REQUEST – Rewrite the entries from the line with "[mark] front door" through the last line, changing "pickup truck" to "truck" and leaving everything else the same.

DATA TO PROCESS –
++++++++

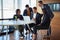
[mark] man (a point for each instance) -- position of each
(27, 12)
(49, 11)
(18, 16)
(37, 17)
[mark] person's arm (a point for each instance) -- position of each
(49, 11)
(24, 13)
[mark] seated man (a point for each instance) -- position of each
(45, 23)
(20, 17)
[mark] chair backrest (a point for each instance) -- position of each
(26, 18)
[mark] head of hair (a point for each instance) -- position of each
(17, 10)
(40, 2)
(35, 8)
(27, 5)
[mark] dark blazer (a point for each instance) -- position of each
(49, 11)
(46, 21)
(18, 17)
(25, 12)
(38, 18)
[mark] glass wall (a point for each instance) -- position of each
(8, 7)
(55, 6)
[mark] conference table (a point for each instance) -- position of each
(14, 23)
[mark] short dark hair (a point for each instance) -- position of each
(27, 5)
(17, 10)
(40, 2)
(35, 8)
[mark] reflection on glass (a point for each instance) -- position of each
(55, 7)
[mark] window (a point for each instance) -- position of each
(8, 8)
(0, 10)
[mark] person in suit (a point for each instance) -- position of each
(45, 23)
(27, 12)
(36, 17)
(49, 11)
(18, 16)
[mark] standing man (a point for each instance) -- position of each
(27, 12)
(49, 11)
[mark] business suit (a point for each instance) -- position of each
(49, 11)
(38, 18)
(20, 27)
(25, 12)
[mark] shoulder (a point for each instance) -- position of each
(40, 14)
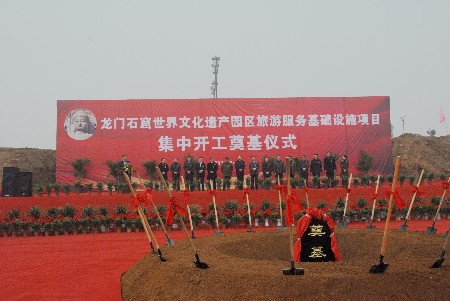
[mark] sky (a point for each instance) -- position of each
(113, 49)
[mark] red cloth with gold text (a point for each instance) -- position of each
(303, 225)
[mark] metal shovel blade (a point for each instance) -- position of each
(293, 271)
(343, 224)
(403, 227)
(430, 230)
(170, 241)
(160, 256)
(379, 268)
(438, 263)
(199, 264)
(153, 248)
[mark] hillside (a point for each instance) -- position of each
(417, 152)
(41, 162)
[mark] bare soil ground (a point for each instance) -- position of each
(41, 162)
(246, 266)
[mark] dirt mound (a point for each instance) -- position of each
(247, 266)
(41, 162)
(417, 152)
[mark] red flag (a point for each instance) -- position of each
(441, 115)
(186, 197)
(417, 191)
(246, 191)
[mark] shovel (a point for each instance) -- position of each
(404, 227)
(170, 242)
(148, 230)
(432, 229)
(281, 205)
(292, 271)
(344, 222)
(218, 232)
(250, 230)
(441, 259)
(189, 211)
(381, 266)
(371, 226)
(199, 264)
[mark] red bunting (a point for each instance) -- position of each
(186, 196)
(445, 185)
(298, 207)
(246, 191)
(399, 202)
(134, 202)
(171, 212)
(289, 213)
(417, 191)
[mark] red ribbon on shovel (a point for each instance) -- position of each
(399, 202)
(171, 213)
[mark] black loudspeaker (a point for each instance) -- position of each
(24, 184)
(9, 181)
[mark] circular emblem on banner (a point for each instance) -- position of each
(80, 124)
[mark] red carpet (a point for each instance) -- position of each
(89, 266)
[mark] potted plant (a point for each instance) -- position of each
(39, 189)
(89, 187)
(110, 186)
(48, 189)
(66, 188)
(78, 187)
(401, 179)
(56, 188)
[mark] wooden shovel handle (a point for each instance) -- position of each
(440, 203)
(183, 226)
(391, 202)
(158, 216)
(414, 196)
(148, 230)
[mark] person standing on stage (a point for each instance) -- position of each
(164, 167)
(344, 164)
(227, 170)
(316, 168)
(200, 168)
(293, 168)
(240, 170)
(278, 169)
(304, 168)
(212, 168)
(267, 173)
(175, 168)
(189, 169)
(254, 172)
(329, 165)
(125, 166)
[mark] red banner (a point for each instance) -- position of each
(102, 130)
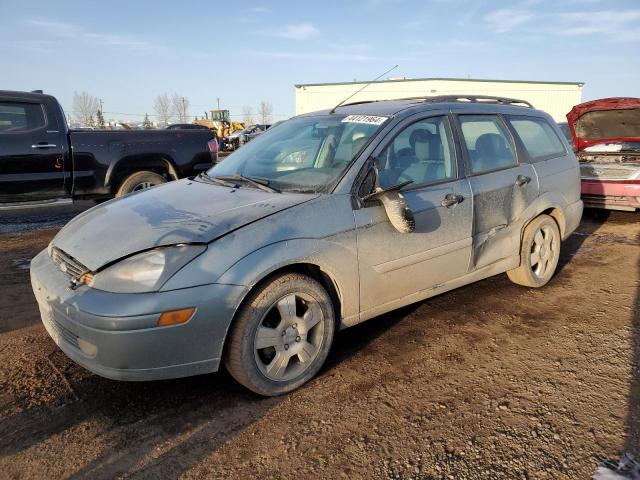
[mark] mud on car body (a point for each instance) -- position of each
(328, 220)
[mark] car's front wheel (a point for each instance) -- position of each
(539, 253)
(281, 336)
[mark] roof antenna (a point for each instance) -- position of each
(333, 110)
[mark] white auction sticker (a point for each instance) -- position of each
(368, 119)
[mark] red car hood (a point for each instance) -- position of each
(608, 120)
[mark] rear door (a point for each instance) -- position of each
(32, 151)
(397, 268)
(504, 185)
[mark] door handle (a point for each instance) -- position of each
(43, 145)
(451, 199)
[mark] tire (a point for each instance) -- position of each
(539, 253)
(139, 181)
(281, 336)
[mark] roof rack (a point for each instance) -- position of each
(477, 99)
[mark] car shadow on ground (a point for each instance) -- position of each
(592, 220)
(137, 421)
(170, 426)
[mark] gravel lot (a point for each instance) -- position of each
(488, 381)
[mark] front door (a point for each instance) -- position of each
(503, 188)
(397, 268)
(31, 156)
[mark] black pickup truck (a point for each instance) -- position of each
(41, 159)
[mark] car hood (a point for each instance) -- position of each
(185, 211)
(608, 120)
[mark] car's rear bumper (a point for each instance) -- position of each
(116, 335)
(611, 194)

++++++++

THE REPLY –
[mark] front door (a point for each instance) -- position of each
(503, 188)
(397, 268)
(31, 156)
[mark] black truck (a point for each instance) -- position of each
(41, 159)
[mark] car hood (a point for each instance) -- position of each
(185, 211)
(608, 120)
[mark] car's rear bumper (a point for each instance) -- position of each
(116, 335)
(611, 194)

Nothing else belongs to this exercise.